◆ SOURCE TEXT:
---------------

The work in waiting

The work in waiting

Waiting. It seems like a passive activity. I mean the idea of waiting is that you aren’t actually doing anything. The waiting is what happens before or in between action.
You wait for the bus.
You wait in line at the grocery store.
You wait for the microwave to ding.
There are rooms built just for waiting and they usually involve magazines and/or TVs to help people sit quietly and…well, wait.
But of course assuming that waiting is always easy or comfortable is false. Just ask anyone who’s waited for the doctor to call with biopsy results. Or the 17 year old girl waiting for that college acceptance letter. Or the parent waiting for the phone call that her son arrived at his destination safely after flying alone for the first time.
Sometimes waiting is arduous, even agonizing.
I’ve never been particularly good at waiting. Patience does not come easily and waiting for big news, a decision, or even for my kids to get their shoes on can start to give me anxiety.
I like deadlines and predictability. I am a planner and need to know everything that’s going to happen and when. Back when I was a senior in college, my then-boyfriend and I had been dating for over 2 years and were talking about marriage. I knew he was going to propose, but not knowing when, where, or how was killing me! I would look for hidden meaning in every phone call or letter, trying to figure out his plans. Every time he came to visit me at school I would get incredibly anxious thinking this may be the day, only to be disappointed when the visit ended and there had been no proposal. Finally, one day I said, “are you EVER going to propose to me?” Just what every guy wants to hear, right?
Thankfully he didn’t scare easily and finally got down on one knee two months before graduation. We’ll be married 16 years this month.
Some things are definitely worth the agony that comes with the waiting. And some things just shouldn’t be rushed. I know this intellectually, but in my heart I struggle to be at peace in the midst of waiting.
When I was a teenager, God put a calling in my heart to be a writer. A few years later, God put another calling in my heart to serve Him in ministry, although I wasn’t sure exactly what that would look like. As I entered the great big adult world after college I applied for countless writing or editing jobs and got no response, not even an interview. And because I said yes to that proposal, I put on hold any plans to go to seminary or do missions work.
Being young and impetuous, I decided I had misunderstood that call to be a writer. And I thought maybe the calling to go into ministry was misheard, and I was really just supposed to volunteer at church more. I gave up waiting for God to reveal any more, and did the practical thing: I got a job in corporate communications and moved forward with my life as a wife and, eventually, as a mother. But every few years I would feel restless. I would start to think about those two callings I felt early on in life and wonder: what if?

---------------

◆ DATA PROVIDED:
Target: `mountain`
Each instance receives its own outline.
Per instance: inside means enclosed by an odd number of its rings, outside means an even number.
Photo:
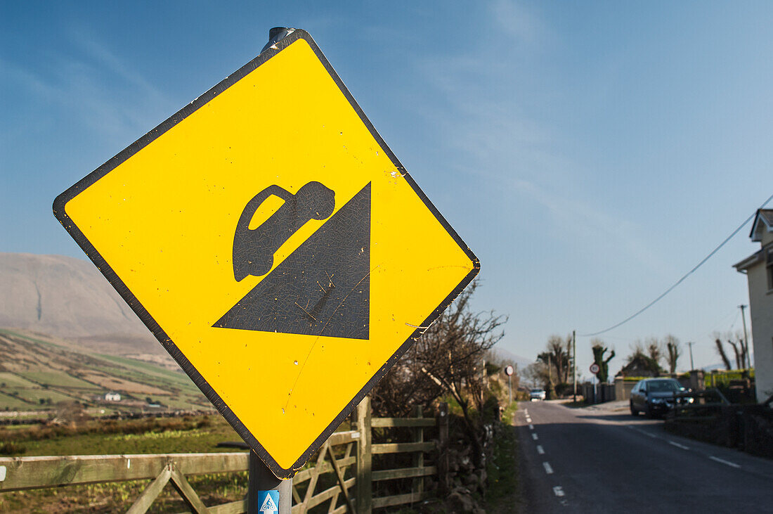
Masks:
[[[146,360],[167,356],[89,261],[0,253],[0,327],[104,353],[144,355]]]
[[[106,401],[108,392],[117,393],[117,401]],[[52,410],[73,400],[102,412],[212,409],[179,367],[74,350],[55,338],[0,329],[0,418],[6,410]]]

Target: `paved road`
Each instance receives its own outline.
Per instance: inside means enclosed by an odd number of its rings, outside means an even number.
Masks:
[[[516,414],[526,512],[773,512],[773,461],[673,436],[627,403]]]

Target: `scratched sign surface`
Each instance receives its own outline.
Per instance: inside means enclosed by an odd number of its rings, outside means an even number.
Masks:
[[[281,478],[479,268],[301,30],[54,212]]]

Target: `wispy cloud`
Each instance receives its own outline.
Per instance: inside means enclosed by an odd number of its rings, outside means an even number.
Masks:
[[[567,156],[566,141],[553,127],[526,114],[533,109],[523,94],[528,87],[519,83],[518,65],[539,51],[549,29],[517,2],[496,0],[489,15],[492,30],[499,32],[492,39],[506,35],[523,45],[492,47],[478,41],[468,53],[424,60],[417,66],[445,99],[448,108],[425,115],[446,128],[457,168],[541,206],[557,238],[622,252],[638,265],[662,271],[666,263],[642,240],[635,220],[578,197],[583,177],[592,173]],[[515,203],[509,208],[518,209]]]
[[[522,4],[495,0],[489,5],[489,9],[494,26],[523,43],[540,43],[547,34],[542,21]]]
[[[70,43],[79,51],[54,53],[34,66],[0,59],[7,80],[36,98],[42,115],[61,110],[73,130],[125,145],[160,121],[158,113],[169,112],[169,98],[101,42],[73,30]]]

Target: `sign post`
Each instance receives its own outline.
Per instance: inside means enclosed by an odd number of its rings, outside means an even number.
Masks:
[[[480,264],[312,36],[271,37],[53,210],[286,479]]]
[[[507,367],[505,368],[505,374],[507,375],[507,387],[509,391],[510,403],[512,403],[512,373],[515,371],[515,368],[510,364],[508,364]]]

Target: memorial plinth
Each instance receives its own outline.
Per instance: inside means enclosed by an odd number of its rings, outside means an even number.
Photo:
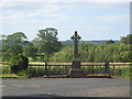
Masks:
[[[78,56],[78,41],[81,38],[77,31],[75,31],[75,34],[70,37],[74,41],[74,57],[72,61],[72,67],[69,69],[68,76],[70,77],[82,77],[81,74],[81,64]]]

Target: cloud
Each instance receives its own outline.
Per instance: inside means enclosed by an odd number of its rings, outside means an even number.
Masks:
[[[105,22],[129,22],[129,14],[118,14],[118,15],[98,15],[96,16],[99,21]]]

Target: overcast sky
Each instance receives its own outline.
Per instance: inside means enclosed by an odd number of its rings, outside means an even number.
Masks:
[[[130,33],[130,0],[1,0],[2,34],[23,32],[29,40],[45,28],[59,40],[78,31],[81,40],[119,40]]]

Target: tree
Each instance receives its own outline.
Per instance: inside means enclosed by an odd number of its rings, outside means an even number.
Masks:
[[[127,36],[121,36],[120,42],[125,43],[125,44],[132,44],[132,34],[129,34]]]
[[[25,41],[28,37],[22,32],[16,32],[11,35],[4,35],[2,40],[2,56],[4,61],[9,61],[10,57],[16,56],[23,53],[23,46],[29,44]]]
[[[23,54],[26,57],[31,57],[33,61],[36,61],[37,48],[34,45],[25,46],[23,48]]]
[[[54,28],[46,28],[45,30],[38,30],[38,37],[33,40],[38,52],[45,55],[48,62],[50,55],[62,50],[62,43],[57,38],[57,30]]]

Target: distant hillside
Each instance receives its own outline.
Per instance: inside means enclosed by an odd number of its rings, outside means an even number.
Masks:
[[[101,44],[101,43],[106,43],[106,42],[108,42],[109,40],[100,40],[100,41],[79,41],[79,43],[92,43],[92,44]],[[62,44],[73,44],[73,41],[70,41],[70,40],[67,40],[67,41],[59,41],[59,42],[62,42]],[[114,42],[119,42],[118,40],[117,41],[114,41]]]

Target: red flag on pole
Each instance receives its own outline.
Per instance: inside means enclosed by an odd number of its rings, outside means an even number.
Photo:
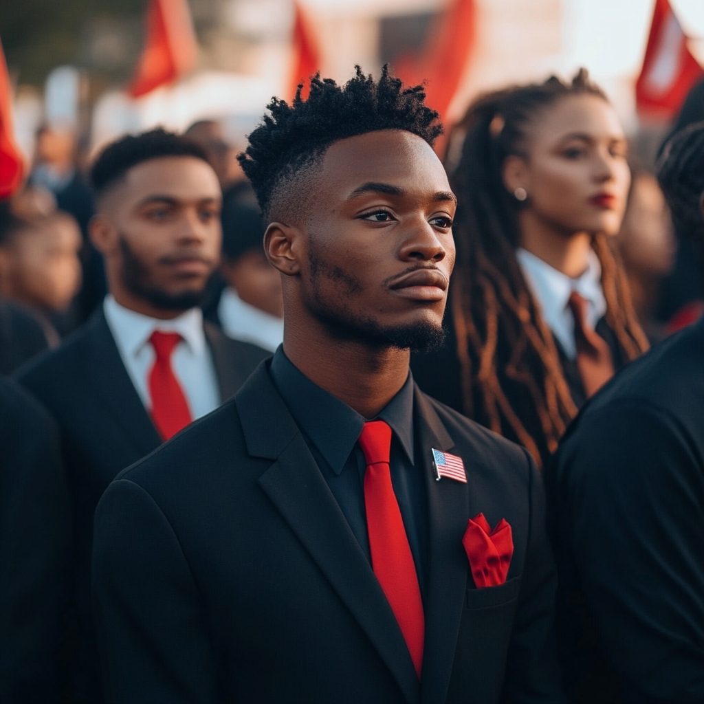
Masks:
[[[636,103],[641,115],[674,118],[689,89],[704,76],[687,42],[667,0],[655,0],[643,68],[636,82]]]
[[[425,102],[444,121],[474,46],[476,14],[474,0],[450,0],[432,28],[420,55],[407,57],[396,67],[404,83],[425,80]]]
[[[25,164],[15,143],[12,91],[0,42],[0,199],[11,196],[22,183]]]
[[[198,43],[186,0],[149,2],[144,49],[127,88],[133,98],[173,83],[198,61]]]
[[[293,99],[298,84],[303,83],[303,89],[301,95],[305,100],[310,90],[309,79],[320,68],[320,50],[315,32],[311,29],[308,18],[299,2],[296,3],[293,44],[293,68],[291,72],[291,82],[289,85],[287,97],[289,100]]]

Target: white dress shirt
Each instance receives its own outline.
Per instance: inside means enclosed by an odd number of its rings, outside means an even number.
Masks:
[[[251,342],[271,352],[284,341],[284,319],[246,303],[229,287],[220,296],[218,317],[222,332],[233,339]]]
[[[543,320],[570,359],[577,357],[574,318],[567,305],[570,294],[576,291],[589,303],[587,322],[596,327],[606,313],[606,299],[601,288],[601,265],[589,251],[586,270],[577,279],[570,279],[553,269],[542,259],[522,248],[516,251],[518,263],[540,306]]]
[[[172,353],[171,368],[186,396],[191,418],[195,420],[220,405],[218,377],[200,308],[161,320],[124,308],[108,295],[103,310],[127,374],[148,410],[151,409],[149,375],[156,356],[149,338],[154,330],[177,332],[183,338]]]

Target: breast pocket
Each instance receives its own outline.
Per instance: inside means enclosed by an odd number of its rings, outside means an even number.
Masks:
[[[520,587],[517,577],[467,590],[447,704],[499,700]]]

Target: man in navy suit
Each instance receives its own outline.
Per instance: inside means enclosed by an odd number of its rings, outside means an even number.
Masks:
[[[284,344],[101,501],[109,701],[562,701],[533,463],[409,373],[455,258],[424,97],[317,78],[251,135]]]
[[[91,177],[91,236],[110,292],[63,345],[18,372],[61,435],[73,519],[72,696],[87,704],[102,690],[90,598],[101,495],[121,470],[234,394],[269,356],[203,321],[221,195],[202,149],[161,130],[125,137],[105,149]]]

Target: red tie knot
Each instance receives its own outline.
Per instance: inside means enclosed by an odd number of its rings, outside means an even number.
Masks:
[[[367,465],[389,464],[391,446],[391,429],[383,420],[370,420],[364,424],[359,444]]]
[[[584,296],[581,296],[576,291],[573,291],[570,294],[567,305],[570,306],[572,315],[574,316],[574,322],[577,323],[577,327],[581,330],[588,327],[586,317],[589,310],[589,301]]]
[[[177,332],[163,332],[161,330],[154,330],[149,338],[149,341],[154,348],[156,358],[160,360],[170,360],[174,348],[183,338]]]

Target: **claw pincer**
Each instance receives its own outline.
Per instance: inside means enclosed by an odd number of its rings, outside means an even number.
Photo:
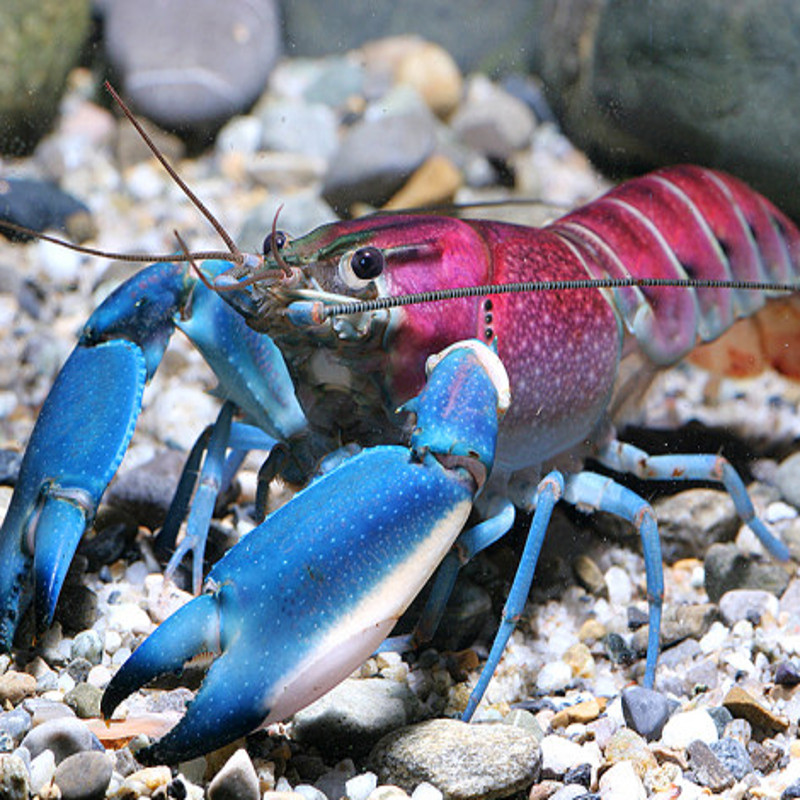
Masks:
[[[205,264],[212,274],[229,267]],[[249,419],[281,438],[303,429],[285,363],[267,337],[250,331],[184,265],[139,272],[89,318],[31,435],[0,528],[0,651],[11,649],[31,603],[40,629],[52,621],[72,557],[176,326],[197,341],[223,393]]]
[[[117,672],[104,716],[157,675],[219,653],[183,719],[145,754],[174,763],[285,719],[343,680],[457,538],[506,401],[505,370],[487,347],[451,349],[413,403],[411,448],[363,450],[249,533],[212,569],[206,593]]]

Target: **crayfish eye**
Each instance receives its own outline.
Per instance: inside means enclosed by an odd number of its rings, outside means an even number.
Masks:
[[[277,250],[282,250],[286,243],[289,241],[289,237],[283,231],[275,231],[275,248]],[[261,253],[265,256],[268,256],[272,253],[272,234],[268,233],[264,237],[264,244],[261,246]]]
[[[377,247],[360,247],[345,253],[339,261],[339,277],[351,289],[363,289],[377,278],[386,266],[386,258]]]
[[[350,259],[350,266],[357,278],[361,278],[363,281],[371,281],[383,272],[386,260],[377,247],[362,247],[353,253]]]

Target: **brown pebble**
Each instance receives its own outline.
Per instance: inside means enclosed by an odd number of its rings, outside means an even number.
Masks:
[[[564,784],[561,781],[542,781],[531,786],[528,800],[547,800],[552,797]]]
[[[576,703],[574,706],[562,708],[557,711],[553,718],[550,720],[550,726],[553,728],[566,728],[567,725],[572,725],[574,722],[586,724],[597,719],[603,713],[607,705],[607,700],[603,698],[593,697],[591,700],[584,700],[582,703]]]
[[[587,619],[578,631],[578,639],[585,644],[593,644],[599,642],[607,633],[608,630],[602,622],[596,619]]]
[[[725,695],[722,705],[734,717],[746,719],[754,728],[761,728],[766,731],[785,731],[789,727],[789,720],[778,714],[773,714],[749,692],[742,689],[741,686],[734,686]]]
[[[0,703],[19,705],[26,697],[36,694],[36,678],[27,672],[10,669],[0,675]]]

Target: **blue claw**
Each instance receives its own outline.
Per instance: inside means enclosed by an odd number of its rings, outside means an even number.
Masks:
[[[183,719],[141,754],[175,763],[285,719],[347,677],[389,634],[461,531],[492,466],[498,382],[507,383],[505,371],[488,349],[474,342],[457,348],[417,404],[416,444],[344,460],[249,533],[211,570],[207,593],[116,673],[104,716],[156,675],[201,652],[221,653]],[[491,408],[459,402],[489,396]],[[432,418],[428,407],[442,413]],[[440,422],[452,438],[441,451],[432,445],[441,439]]]
[[[0,528],[0,648],[11,648],[32,596],[39,625],[52,620],[78,542],[133,434],[145,375],[141,350],[117,339],[78,346],[56,379]]]

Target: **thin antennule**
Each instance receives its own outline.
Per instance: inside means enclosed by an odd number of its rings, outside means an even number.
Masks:
[[[628,288],[676,288],[676,289],[746,289],[758,292],[790,293],[800,291],[793,283],[768,283],[766,281],[722,280],[703,278],[582,278],[567,281],[519,281],[516,283],[493,283],[483,286],[460,286],[454,289],[439,289],[430,292],[378,297],[375,300],[353,301],[323,306],[316,302],[313,314],[321,320],[348,314],[365,314],[398,306],[436,303],[441,300],[458,300],[465,297],[483,297],[490,294],[514,294],[523,292],[575,291],[583,289],[628,289]]]
[[[0,228],[8,228],[17,233],[24,233],[33,239],[40,239],[43,242],[50,242],[57,244],[59,247],[64,247],[67,250],[74,250],[76,253],[83,253],[87,256],[98,256],[99,258],[109,258],[113,261],[136,261],[142,263],[151,263],[155,261],[192,261],[192,259],[222,259],[229,260],[231,254],[226,250],[200,250],[195,253],[188,252],[184,255],[176,255],[175,253],[117,253],[113,250],[101,250],[98,247],[87,247],[82,244],[75,244],[68,242],[66,239],[59,239],[57,236],[50,236],[41,231],[35,231],[33,228],[26,228],[24,225],[17,225],[15,222],[8,222],[3,220],[0,222]]]
[[[180,175],[175,171],[172,165],[167,161],[164,154],[158,149],[155,142],[150,138],[147,134],[145,129],[141,126],[139,121],[133,115],[133,112],[125,105],[123,99],[117,94],[114,87],[108,82],[105,82],[106,91],[114,98],[117,105],[122,109],[122,113],[130,121],[131,125],[136,128],[136,132],[139,136],[142,137],[144,143],[150,148],[150,152],[158,159],[158,162],[161,164],[162,167],[167,171],[170,178],[178,184],[181,191],[192,201],[195,208],[211,223],[211,226],[214,230],[219,234],[220,238],[223,242],[225,242],[226,246],[230,253],[227,253],[224,257],[230,258],[233,256],[233,261],[237,264],[242,264],[245,261],[245,257],[239,248],[236,246],[236,243],[231,238],[230,234],[222,227],[222,224],[217,220],[217,218],[211,213],[211,211],[207,208],[205,203],[189,188],[189,185],[186,181],[181,178]]]

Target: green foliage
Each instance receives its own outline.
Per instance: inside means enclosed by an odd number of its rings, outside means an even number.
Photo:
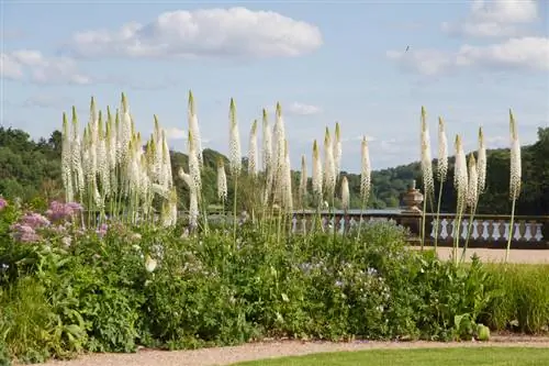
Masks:
[[[482,322],[497,331],[542,333],[549,331],[549,266],[491,265],[488,287],[500,291]]]
[[[0,229],[19,217],[12,207]],[[215,225],[191,236],[181,226],[110,223],[105,235],[67,226],[38,243],[0,233],[0,345],[41,362],[281,336],[485,339],[479,322],[548,330],[547,266],[456,266],[410,248],[389,222],[363,224],[360,239],[285,235],[279,224],[244,223],[236,242]]]
[[[523,147],[523,192],[517,201],[517,214],[545,214],[549,211],[549,129],[539,129],[538,141],[530,146]],[[202,197],[208,204],[220,203],[216,196],[216,162],[222,154],[204,149],[204,166],[202,169]],[[444,185],[441,212],[456,212],[456,198],[452,186],[453,158],[450,158],[450,169]],[[172,152],[171,164],[173,181],[179,196],[180,209],[186,210],[189,202],[189,191],[178,177],[180,167],[188,167],[186,154]],[[434,160],[436,164],[436,160]],[[508,149],[488,151],[486,191],[481,196],[478,213],[504,213],[511,211],[508,201],[509,152]],[[360,209],[360,176],[343,171],[347,175],[350,190],[350,208]],[[231,175],[227,175],[231,181]],[[418,163],[402,165],[394,168],[372,171],[372,195],[368,208],[385,209],[400,206],[401,195],[412,180],[421,181]],[[293,186],[298,187],[299,173],[293,174]],[[339,180],[340,181],[340,180]],[[436,191],[439,182],[435,181]],[[253,182],[242,181],[243,192]],[[311,188],[311,181],[309,182]],[[421,188],[421,187],[419,187]],[[233,185],[228,185],[228,200],[226,207],[233,204]],[[339,187],[336,188],[336,192]],[[52,136],[37,143],[30,140],[29,134],[20,130],[0,127],[0,193],[8,198],[21,197],[30,201],[41,193],[46,201],[63,197],[60,184],[60,133],[55,131]],[[240,192],[238,192],[240,195]],[[245,195],[246,196],[246,195]],[[238,209],[251,212],[254,197],[244,197],[239,200]],[[298,201],[295,201],[298,202]],[[336,204],[339,204],[336,202]]]

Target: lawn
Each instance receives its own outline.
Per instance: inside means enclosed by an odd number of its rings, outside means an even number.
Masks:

---------------

◆ TASKS TO COMPLETE:
- A) In the essay on waiting, what kind of job did the writer take after giving up waiting for God to reveal more?
- B) Repeat the passage from the essay on waiting that runs from "You wait for the microwave" up to and including "the first time.".

◆ RESPONSES PER TASK:
- A) A job in corporate communications.

- B)
You wait for the microwave to ding.
There are rooms built just for waiting and they usually involve magazines and/or TVs to help people sit quietly and…well, wait.
But of course assuming that waiting is always easy or comfortable is false. Just ask anyone who’s waited for the doctor to call with biopsy results. Or the 17 year old girl waiting for that college acceptance letter. Or the parent waiting for the phone call that her son arrived at his destination safely after flying alone for the first time.